■ **Exercise set**:
**a)** Name every year that appears in the text about Place Bellecour.
**b)** Revise the Place Bellecour text by writing out everything from "In addition to" down to "inaugurated in 1826." with "elegant" changed to "graceful".

Visiting Place Bellecour, Lyon, France: splendid square with equestrian statue of King Louis XIV
French history witnessed by changing names
Place Bellecour in Lyon, France, is a splendid public square in the Downtown area, itself on a island in the Rhône River.
Some history and features
At 62,000 sq. metres, it is among the largest public squares in France and is bigger than Red Square, Moscow.
In addition to the elegant frontages of the buildings which face the wide square, there are at least two especially well known features for which the square is remembered.
Firstly, an equestrian statue of King Louis XIV is in the centre of Place Bellecour. This imposing statue — in its day, the largest bronze casting — was the work of François-Frédéric Lemot (1772-1827). Beside the main statue are two smaller ones by the Coustou brothers, by way of allegorical representations of the Rhône and Saône Rivers. Lemot's statue was inaugurated in 1826.
Secondly, not close to the square, but overlooking the city to which there is an especially advantageous view from Place Bellecour, is the church of Fourvière (French: Notre-Dame de Fourvière ). This striking basilica was built between 1872 and 1884. In Neo-Gothic style, it looks particularly imposing at its elevated location when floodlit.

■ **Data extract**:
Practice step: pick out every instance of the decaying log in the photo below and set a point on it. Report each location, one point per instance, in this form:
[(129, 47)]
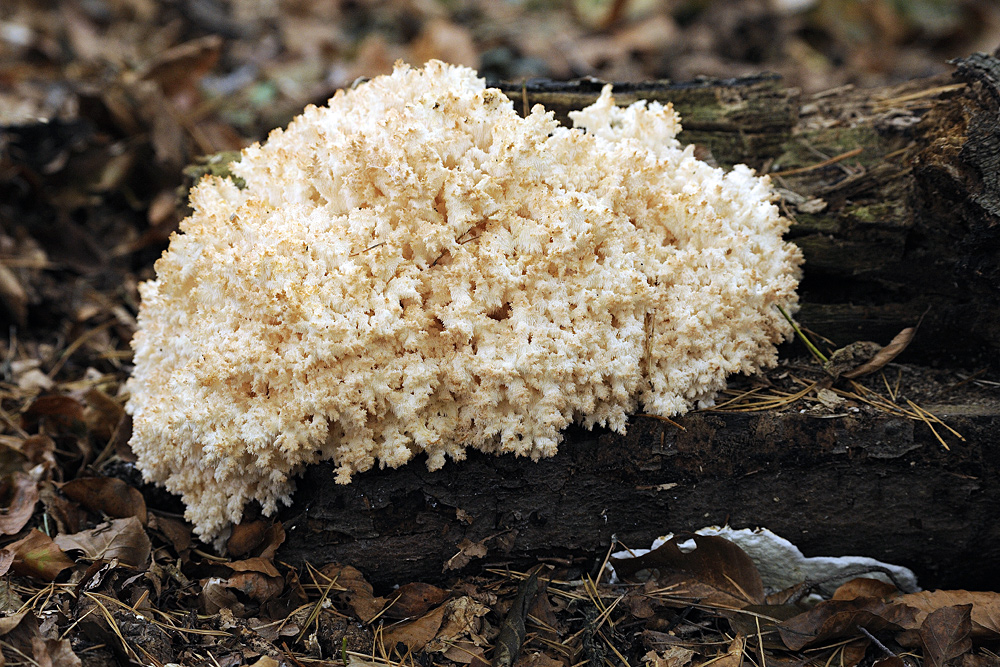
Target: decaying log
[(895, 195)]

■ **The answers**:
**a)** 1772, 1827, 1826, 1872, 1884

**b)**
In addition to the graceful frontages of the buildings which face the wide square, there are at least two especially well known features for which the square is remembered.
Firstly, an equestrian statue of King Louis XIV is in the centre of Place Bellecour. This imposing statue — in its day, the largest bronze casting — was the work of François-Frédéric Lemot (1772-1827). Beside the main statue are two smaller ones by the Coustou brothers, by way of allegorical representations of the Rhône and Saône Rivers. Lemot's statue was inaugurated in 1826.